Source records:
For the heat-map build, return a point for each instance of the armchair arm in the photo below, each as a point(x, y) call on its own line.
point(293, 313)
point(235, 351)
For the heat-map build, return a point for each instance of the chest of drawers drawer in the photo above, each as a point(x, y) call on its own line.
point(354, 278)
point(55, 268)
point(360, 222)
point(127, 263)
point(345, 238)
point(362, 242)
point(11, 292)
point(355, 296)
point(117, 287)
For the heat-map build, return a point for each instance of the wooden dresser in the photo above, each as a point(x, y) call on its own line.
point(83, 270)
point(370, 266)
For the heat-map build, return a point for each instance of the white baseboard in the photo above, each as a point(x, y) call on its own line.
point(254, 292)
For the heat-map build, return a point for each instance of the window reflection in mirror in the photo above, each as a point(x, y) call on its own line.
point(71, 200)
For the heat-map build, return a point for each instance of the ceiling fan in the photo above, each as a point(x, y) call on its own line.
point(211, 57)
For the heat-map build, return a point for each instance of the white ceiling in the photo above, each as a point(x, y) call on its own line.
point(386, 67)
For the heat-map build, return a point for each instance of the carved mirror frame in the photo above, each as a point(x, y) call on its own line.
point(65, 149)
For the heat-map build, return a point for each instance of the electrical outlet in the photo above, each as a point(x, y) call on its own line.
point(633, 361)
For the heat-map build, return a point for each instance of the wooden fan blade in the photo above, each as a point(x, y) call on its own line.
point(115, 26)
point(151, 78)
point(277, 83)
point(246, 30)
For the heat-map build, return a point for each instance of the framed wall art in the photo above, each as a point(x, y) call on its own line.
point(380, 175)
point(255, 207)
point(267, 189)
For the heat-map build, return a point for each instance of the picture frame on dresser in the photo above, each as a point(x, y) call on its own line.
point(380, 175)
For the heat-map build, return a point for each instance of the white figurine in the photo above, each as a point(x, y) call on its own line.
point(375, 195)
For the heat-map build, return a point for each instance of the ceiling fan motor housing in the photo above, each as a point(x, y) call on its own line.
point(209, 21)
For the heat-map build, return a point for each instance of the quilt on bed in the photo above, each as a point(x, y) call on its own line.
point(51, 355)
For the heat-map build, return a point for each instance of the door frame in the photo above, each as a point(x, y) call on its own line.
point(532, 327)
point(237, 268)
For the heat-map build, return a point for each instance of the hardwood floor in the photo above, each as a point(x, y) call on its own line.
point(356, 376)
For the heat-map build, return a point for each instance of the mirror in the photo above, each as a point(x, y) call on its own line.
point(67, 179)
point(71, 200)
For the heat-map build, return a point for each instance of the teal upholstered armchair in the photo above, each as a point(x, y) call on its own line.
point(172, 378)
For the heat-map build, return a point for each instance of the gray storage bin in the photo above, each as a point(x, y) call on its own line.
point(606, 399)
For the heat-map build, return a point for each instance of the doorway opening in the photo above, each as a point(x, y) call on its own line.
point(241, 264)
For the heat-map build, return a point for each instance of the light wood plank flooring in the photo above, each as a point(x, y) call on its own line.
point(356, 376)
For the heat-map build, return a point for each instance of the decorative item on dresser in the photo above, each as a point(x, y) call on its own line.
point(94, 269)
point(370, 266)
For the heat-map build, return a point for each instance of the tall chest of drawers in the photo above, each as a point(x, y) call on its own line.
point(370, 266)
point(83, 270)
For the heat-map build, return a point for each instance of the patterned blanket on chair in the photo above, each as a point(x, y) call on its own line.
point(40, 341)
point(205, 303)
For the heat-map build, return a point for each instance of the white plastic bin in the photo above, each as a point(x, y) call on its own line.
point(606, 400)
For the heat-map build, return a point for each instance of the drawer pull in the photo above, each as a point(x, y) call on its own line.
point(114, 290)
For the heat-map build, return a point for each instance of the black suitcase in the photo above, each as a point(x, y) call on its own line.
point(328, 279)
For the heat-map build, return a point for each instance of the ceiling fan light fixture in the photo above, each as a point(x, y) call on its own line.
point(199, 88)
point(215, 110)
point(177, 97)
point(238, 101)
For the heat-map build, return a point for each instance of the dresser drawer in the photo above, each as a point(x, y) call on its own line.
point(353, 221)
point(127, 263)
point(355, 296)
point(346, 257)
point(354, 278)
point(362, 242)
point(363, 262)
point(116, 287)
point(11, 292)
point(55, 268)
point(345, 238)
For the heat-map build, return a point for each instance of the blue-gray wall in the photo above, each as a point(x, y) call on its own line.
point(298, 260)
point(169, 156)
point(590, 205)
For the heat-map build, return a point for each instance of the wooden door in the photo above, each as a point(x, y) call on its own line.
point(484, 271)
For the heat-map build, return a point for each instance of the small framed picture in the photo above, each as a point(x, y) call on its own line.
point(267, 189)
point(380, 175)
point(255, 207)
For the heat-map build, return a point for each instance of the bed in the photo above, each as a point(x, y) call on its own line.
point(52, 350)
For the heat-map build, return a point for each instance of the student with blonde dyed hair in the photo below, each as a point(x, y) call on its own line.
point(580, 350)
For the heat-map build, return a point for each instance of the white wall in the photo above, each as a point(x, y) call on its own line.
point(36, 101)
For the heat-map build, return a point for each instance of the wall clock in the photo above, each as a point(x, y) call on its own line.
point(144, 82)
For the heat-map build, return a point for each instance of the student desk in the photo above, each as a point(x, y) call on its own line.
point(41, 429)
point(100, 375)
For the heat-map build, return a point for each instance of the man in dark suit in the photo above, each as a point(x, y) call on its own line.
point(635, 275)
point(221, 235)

» Short problem: Restate the records, all of them, precisely as written.

» Full response:
For the heat-map build, return a point for each instance of the armchair arm in the photo below, each as a point(x, y) call on its own line.
point(293, 313)
point(235, 351)
For the heat-map build, return a point for each instance of the chest of drawers drawer in the photo above, each as a point(x, y) call on its own line.
point(354, 278)
point(55, 268)
point(360, 222)
point(127, 263)
point(345, 238)
point(362, 242)
point(11, 292)
point(355, 296)
point(117, 287)
For the heat-map build, return a point for each instance of the wooden dresser in the photo above, each as a point(x, y) call on its own line.
point(83, 270)
point(370, 266)
For the heat-map build, return a point for each instance of the white baseboard in the photo above, each as a point(x, y) call on its own line.
point(254, 292)
For the heat-map build, return a point for each instance of the window reflection in mirror in the photo above, each as a point(x, y) call on its own line.
point(71, 200)
For the heat-map build, return a point for each instance of the ceiling fan in the photo above, each as a point(x, y) call on its own line.
point(211, 57)
For the heat-map build, return a point for each instance of the white ceiling in the photo above, each as a point(x, y) call on its own line.
point(386, 67)
For the heat-map build, return a point for each instance of the carved mirror frame in the photo above, each as a point(x, y) call on its own line.
point(65, 149)
For the heat-map build, return a point for each instance of the electrical outlet in the photo above, each as a point(x, y) call on its own line.
point(633, 361)
For the heat-map build, return a point for each instance of the wooden fan blade in the photo above, each as a point(x, y) call on its own line.
point(115, 26)
point(151, 78)
point(277, 83)
point(246, 30)
For the heat-map build, return a point for each instance of the framed wall art in the photo above, each as a point(x, y) call on its own line.
point(380, 175)
point(255, 207)
point(267, 189)
For the heat-map build, return a point for each instance of the picture frame on dresser in the photo above, each as a point(x, y) call on its own line.
point(380, 175)
For the heat-map build, return a point for each instance of the white figurine in the photo above, each as a point(x, y) call on its own line.
point(375, 195)
For the heat-map build, return a point for each instance of the ceiling fan motor housing in the photo above, each as a point(x, y) call on its own line.
point(209, 21)
For the heat-map build, return a point for each instance of the quilt on bed in the photo above, each as a point(x, y) call on its own line.
point(51, 355)
For the heat-map build, return a point for each instance of the door frame in the photo above, each as a point(x, y) call on its own line.
point(532, 327)
point(237, 268)
For the heat-map build, return a point for each instance of the hardwood floor in the photo above, each as a point(x, y) call on its own line.
point(356, 376)
For the heat-map build, return a point for each instance of the mirror in the photo above, each as a point(x, y) call on its own line.
point(67, 179)
point(71, 200)
For the heat-map build, return a point for each instance of the teal upholstered armchair in the photo above, each as a point(x, y) call on its own line.
point(172, 378)
For the heat-map build, return a point for each instance of the gray storage bin in the photo above, each as a point(x, y) call on its own line.
point(606, 399)
For the heat-map build, return a point for each instance of the doorway opening in the photo above, each as a point(x, y) call on its own line.
point(241, 264)
For the heat-map build, return a point for each instance of the light wood plank flooring in the photo above, each as a point(x, y) call on its own line.
point(356, 376)
For the heat-map build, return a point for each instance of the decorative item on dresser in the photo above, each as a point(x, y) call on its own line.
point(94, 269)
point(370, 266)
For the heat-map build, return a point for each instance of the tall chest of drawers in the photo above, each as a point(x, y) call on its own line.
point(370, 266)
point(83, 270)
For the heat-map build, return a point for each instance of the patterned blanket on chair in the photo above, each as a point(x, y) call on its own line.
point(40, 341)
point(205, 303)
For the heat-map build, return a point for each instance of the white plastic bin in the photo above, each as a point(x, y) call on its own line.
point(606, 400)
For the heat-map build, return a point for each instance of the drawer pull in the photo above, each as a point(x, y) call on its own line.
point(114, 290)
For the heat-map build, return a point for each instance of the black suitcase in the photo above, each as a point(x, y) call on its own line.
point(328, 279)
For the heat-map build, return a point for each instance of the ceiling fan light fixture in the photo above, each as a point(x, y) call on its own line.
point(199, 88)
point(215, 110)
point(177, 97)
point(238, 101)
For the heat-map build, return a point for each instance of the dresser drawer in the photo above, each as a point(x, y) call on its own line.
point(353, 221)
point(127, 263)
point(355, 296)
point(346, 257)
point(354, 278)
point(362, 242)
point(363, 262)
point(116, 287)
point(11, 292)
point(55, 268)
point(345, 238)
For the heat-map build, return a point for each instance of the blue-gray wall in the photo above, each as a point(x, y) call on its own line.
point(298, 260)
point(169, 156)
point(590, 205)
For the heat-map build, return a point for each instance of the wooden door in the photo above, each as a point(x, y) call on its own line.
point(484, 271)
For the heat-map build, return a point for each instance of the small framed picture in the photo above, each as a point(x, y) call on its own line.
point(267, 189)
point(380, 175)
point(255, 207)
For the heat-map build, return a point for each instance of the bed in the photo above, each as a point(x, y) call on its own line.
point(52, 350)
For the heat-map build, return a point for each instance of the student with blonde dyed hair in the photo below, each as a point(x, y) call on its own line.
point(580, 350)
For the heat-map build, return a point for each instance of the white wall in the photo above, each as a point(x, y) call on its own line.
point(36, 101)
For the heat-map build, return a point for each instance of the wall clock in the photo above, each as a point(x, y) call on its own line.
point(144, 82)
For the heat-map build, return a point for each instance of the student desk in the photo above, each as a point(x, y) call on its own line.
point(41, 429)
point(100, 375)
For the heat-map build, return a point for each instance of the man in dark suit in the photo above, each as a point(x, y) call on its own line.
point(635, 275)
point(221, 235)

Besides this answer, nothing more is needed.